(Recorded data)

-*-

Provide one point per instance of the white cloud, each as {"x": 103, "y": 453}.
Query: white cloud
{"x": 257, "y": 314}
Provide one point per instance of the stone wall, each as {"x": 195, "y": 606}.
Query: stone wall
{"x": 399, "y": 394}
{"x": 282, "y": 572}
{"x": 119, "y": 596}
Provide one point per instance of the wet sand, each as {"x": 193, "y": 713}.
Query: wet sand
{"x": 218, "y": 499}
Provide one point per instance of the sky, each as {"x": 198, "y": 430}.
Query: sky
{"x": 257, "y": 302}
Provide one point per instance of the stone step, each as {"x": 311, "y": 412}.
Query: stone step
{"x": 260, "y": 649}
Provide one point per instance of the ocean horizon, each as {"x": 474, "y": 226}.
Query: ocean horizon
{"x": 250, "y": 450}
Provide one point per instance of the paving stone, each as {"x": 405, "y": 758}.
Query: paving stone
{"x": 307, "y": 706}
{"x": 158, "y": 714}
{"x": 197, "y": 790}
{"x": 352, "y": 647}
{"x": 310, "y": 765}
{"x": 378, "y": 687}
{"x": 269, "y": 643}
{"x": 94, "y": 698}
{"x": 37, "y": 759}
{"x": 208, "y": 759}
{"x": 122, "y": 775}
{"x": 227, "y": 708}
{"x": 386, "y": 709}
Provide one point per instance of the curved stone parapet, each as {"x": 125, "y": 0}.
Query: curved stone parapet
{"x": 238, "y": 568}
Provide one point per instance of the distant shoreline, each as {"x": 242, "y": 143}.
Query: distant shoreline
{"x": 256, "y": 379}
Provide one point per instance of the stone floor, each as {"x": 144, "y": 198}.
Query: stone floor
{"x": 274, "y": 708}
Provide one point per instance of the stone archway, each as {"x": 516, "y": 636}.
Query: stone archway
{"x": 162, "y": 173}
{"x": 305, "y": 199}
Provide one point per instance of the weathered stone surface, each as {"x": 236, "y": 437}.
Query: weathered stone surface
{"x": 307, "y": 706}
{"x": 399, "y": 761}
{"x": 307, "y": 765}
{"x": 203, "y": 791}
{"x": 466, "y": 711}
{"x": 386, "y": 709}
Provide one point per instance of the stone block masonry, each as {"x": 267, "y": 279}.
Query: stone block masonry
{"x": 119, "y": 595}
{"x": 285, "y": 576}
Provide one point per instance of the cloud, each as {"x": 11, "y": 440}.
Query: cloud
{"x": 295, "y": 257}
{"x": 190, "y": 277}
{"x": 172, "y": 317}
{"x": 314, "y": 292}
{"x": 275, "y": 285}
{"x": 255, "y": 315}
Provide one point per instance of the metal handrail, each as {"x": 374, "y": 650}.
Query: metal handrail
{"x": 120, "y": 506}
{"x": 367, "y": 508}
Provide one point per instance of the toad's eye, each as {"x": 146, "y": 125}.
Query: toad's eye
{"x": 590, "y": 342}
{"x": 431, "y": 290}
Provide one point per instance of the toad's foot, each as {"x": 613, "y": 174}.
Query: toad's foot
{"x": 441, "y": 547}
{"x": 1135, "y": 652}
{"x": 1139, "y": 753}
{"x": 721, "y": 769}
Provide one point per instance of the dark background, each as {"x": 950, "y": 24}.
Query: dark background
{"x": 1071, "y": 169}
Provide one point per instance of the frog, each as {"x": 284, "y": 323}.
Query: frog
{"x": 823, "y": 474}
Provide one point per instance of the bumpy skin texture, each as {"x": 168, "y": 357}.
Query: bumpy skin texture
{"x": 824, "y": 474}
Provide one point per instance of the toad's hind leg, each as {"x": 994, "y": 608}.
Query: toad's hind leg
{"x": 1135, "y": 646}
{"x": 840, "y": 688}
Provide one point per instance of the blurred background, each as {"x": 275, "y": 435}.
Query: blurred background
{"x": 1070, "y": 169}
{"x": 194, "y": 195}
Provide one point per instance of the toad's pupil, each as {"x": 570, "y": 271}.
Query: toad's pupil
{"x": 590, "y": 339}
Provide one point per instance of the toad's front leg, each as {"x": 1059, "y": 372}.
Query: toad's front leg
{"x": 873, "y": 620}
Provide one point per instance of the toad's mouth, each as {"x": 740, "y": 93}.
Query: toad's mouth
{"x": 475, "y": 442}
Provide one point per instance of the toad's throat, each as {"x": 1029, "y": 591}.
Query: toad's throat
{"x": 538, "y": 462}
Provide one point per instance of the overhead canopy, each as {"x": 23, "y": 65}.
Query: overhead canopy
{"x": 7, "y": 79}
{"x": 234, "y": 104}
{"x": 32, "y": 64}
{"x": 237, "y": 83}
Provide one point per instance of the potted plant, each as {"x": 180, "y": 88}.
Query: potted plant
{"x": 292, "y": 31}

-*-

### Work to complete:
Both end lines included, restate word for word the lines above from the line with "Query: cloud" to the line with "Provide one point per instance of the dark", and nothing else.

### Written solution:
Query: cloud
{"x": 295, "y": 257}
{"x": 190, "y": 277}
{"x": 172, "y": 317}
{"x": 314, "y": 292}
{"x": 275, "y": 285}
{"x": 255, "y": 315}
Provide one point per instance of the metal handrail, each as {"x": 374, "y": 650}.
Query: metal handrail
{"x": 120, "y": 506}
{"x": 367, "y": 508}
Provide one point per instance of the toad's eye, each as {"x": 146, "y": 125}.
Query: toad's eye
{"x": 590, "y": 342}
{"x": 431, "y": 290}
Provide one point per instance of the toad's foot, each as {"x": 613, "y": 174}.
Query: toad's foot
{"x": 441, "y": 547}
{"x": 1135, "y": 652}
{"x": 1139, "y": 753}
{"x": 721, "y": 769}
Provide one point per instance of the dark background, each as {"x": 950, "y": 24}.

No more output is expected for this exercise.